• _What to do_:
In the passage on Netflix's third-quarter subscribers, why does the writer expect the company will soon have another hit show or movie? Explain in one to three sentences.

• _Page text_:
In all, Netflix added 4.4 million paying subscribers in the third quarter, and that was above management's estimates for growth of 3.5 million. Nearly all of Netflix's subscriber growth came from international segments and only 70,000 from the U.S. and Canada. The trend of lower subscriber gains from the U.S. and Canada suggests the region has made more progress in reaching interested households.

Fueling the outperformance in the quarter was the surprise popularity of one of Netflix's hit shows, Squid Game. But this is not the first time Netflix has produced a hit show. Netflix is rapidly climbing the learning curve (getting better with more practice) and it's likely the company will soon have another hit show or movie to keep subscribers interested.

• _Entries supplied_:
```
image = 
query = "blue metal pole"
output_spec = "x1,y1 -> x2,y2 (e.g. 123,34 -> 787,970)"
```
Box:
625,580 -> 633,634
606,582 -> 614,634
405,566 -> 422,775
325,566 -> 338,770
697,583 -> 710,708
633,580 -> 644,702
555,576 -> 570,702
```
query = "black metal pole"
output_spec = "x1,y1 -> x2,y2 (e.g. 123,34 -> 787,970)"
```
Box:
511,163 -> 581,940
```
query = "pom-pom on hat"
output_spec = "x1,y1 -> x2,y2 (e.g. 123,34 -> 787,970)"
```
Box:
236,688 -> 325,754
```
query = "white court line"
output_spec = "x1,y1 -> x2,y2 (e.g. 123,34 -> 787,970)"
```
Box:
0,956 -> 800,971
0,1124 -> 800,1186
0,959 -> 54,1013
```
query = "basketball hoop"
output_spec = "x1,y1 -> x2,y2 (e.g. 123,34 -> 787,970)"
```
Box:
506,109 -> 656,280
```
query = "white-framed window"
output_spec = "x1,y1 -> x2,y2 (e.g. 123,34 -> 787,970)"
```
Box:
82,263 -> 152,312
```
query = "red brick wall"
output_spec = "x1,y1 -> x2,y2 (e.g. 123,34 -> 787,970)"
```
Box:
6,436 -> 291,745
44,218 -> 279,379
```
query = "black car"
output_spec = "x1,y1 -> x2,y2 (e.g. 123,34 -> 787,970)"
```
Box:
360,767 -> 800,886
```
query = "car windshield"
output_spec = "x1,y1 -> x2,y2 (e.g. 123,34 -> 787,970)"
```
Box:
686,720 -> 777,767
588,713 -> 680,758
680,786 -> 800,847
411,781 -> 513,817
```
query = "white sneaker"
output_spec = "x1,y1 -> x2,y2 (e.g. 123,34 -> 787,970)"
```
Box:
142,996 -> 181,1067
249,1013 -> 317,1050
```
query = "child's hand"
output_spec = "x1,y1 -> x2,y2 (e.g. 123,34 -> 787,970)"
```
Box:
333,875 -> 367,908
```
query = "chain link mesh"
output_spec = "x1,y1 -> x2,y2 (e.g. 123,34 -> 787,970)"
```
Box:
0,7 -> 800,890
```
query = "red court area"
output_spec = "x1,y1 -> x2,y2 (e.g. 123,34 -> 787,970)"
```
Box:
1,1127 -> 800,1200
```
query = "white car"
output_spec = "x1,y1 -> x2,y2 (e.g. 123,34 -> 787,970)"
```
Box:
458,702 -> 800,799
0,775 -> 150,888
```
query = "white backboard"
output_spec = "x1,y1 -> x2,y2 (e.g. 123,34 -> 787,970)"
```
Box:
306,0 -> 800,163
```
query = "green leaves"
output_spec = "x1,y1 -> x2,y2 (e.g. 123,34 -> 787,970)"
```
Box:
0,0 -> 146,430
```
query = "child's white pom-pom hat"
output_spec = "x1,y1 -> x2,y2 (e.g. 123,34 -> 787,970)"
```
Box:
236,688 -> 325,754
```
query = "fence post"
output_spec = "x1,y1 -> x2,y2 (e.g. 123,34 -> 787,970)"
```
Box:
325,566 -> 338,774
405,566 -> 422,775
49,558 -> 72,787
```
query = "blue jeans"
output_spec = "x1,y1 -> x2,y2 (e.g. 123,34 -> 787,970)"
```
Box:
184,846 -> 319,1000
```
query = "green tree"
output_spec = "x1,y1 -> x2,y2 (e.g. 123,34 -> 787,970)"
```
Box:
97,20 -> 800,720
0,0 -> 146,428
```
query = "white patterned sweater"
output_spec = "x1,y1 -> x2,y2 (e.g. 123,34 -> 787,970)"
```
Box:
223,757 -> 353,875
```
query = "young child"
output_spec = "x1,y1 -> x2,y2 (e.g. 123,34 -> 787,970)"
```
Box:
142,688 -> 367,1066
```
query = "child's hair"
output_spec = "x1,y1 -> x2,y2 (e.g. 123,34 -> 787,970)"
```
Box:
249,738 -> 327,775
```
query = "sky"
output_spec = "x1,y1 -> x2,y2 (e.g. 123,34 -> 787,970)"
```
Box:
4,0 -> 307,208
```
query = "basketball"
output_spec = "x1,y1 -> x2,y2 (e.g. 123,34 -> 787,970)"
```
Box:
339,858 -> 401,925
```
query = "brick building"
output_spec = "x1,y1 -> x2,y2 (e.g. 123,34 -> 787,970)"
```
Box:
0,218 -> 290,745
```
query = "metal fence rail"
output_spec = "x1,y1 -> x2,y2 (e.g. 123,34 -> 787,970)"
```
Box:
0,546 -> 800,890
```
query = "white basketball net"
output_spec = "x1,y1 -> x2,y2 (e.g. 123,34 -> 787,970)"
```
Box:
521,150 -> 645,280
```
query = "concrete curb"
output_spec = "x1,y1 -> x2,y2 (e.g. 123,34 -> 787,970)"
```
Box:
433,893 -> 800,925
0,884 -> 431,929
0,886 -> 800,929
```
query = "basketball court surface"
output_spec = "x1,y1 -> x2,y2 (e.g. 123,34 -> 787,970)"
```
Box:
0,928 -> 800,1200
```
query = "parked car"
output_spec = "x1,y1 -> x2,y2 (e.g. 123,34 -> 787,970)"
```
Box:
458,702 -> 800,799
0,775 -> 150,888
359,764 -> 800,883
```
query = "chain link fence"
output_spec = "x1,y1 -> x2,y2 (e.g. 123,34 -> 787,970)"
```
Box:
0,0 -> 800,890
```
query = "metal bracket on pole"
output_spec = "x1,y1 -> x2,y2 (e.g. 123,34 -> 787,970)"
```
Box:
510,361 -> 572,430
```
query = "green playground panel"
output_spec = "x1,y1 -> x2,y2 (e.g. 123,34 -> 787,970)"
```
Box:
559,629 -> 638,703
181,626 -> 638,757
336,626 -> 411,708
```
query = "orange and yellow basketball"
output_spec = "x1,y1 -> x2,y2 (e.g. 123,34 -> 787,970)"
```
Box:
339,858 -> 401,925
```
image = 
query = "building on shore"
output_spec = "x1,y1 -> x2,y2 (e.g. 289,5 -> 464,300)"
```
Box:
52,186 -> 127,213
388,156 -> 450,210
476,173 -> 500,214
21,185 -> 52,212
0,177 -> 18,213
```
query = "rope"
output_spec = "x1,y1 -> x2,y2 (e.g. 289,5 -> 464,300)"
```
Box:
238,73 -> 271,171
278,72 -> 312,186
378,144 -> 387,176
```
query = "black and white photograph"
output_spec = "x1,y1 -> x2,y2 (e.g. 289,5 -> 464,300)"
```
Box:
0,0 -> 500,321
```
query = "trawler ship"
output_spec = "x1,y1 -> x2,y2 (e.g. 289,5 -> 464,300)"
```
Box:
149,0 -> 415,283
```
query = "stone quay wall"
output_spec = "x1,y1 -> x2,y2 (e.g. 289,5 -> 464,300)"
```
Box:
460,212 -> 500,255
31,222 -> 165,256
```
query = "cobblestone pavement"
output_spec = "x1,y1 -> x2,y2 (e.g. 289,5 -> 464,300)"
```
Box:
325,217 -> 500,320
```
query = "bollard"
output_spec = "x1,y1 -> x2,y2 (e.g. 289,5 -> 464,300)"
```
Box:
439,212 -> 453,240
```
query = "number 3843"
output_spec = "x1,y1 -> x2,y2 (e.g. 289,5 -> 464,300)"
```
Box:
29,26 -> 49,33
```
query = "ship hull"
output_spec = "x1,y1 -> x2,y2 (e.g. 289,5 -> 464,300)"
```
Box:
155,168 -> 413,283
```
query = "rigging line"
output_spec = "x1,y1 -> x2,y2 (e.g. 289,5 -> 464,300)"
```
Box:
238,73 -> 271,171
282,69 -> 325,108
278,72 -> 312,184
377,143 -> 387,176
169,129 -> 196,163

• _Result_:
Squid Game was not Netflix's first hit show, and the company is rapidly climbing the learning curve, getting better with more practice. That makes it likely Netflix will soon produce another hit to keep subscribers interested.